◆ **Work to do**
Put the lines of the material, from its first line through the line containing "pixel 326 640", both included, into a Markdown table with the columns Row and Line, numbering each row and omitting blank lines.

◆ **Given information**
━━━━━━━━━━━━━━━━━━━━━━━━━━━━━━

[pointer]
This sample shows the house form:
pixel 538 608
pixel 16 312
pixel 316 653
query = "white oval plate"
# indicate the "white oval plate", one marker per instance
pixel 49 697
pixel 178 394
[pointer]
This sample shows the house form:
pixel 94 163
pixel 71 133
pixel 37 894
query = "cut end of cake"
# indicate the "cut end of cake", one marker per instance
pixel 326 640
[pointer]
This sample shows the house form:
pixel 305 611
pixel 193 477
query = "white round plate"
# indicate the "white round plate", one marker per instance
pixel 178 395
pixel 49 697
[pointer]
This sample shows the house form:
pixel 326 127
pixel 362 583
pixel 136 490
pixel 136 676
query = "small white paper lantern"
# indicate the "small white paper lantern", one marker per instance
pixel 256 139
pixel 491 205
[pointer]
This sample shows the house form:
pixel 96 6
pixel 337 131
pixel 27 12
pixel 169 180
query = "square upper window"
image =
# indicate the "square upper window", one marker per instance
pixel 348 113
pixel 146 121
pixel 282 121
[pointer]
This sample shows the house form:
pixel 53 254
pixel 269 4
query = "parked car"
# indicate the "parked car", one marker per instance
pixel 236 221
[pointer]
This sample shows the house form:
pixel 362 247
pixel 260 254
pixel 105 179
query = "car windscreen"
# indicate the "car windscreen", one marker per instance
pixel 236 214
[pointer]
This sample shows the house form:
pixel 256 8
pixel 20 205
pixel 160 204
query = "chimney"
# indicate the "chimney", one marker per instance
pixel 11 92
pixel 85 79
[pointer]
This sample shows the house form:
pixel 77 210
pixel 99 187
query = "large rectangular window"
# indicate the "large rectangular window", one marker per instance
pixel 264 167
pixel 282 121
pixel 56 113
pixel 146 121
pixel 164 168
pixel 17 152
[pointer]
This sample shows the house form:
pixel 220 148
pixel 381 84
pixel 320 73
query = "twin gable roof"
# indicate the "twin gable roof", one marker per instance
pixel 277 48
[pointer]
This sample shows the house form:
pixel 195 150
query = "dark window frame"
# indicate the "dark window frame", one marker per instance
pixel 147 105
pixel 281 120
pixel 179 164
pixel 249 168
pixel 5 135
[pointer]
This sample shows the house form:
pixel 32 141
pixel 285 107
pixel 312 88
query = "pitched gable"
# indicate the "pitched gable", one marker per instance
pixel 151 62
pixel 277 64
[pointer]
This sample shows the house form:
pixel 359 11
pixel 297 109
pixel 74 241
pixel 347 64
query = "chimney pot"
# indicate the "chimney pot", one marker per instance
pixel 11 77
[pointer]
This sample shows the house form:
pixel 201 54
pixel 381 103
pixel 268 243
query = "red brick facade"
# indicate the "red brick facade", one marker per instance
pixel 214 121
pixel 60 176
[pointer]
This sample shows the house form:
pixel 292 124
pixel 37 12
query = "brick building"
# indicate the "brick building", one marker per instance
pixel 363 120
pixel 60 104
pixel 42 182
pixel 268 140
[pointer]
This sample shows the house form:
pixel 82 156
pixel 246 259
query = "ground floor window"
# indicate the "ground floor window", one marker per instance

━━━━━━━━━━━━━━━━━━━━━━━━━━━━━━

◆ **Result for this exercise**
| Row | Line |
|---|---|
| 1 | [pointer] |
| 2 | This sample shows the house form: |
| 3 | pixel 538 608 |
| 4 | pixel 16 312 |
| 5 | pixel 316 653 |
| 6 | query = "white oval plate" |
| 7 | # indicate the "white oval plate", one marker per instance |
| 8 | pixel 49 697 |
| 9 | pixel 178 394 |
| 10 | [pointer] |
| 11 | This sample shows the house form: |
| 12 | pixel 94 163 |
| 13 | pixel 71 133 |
| 14 | pixel 37 894 |
| 15 | query = "cut end of cake" |
| 16 | # indicate the "cut end of cake", one marker per instance |
| 17 | pixel 326 640 |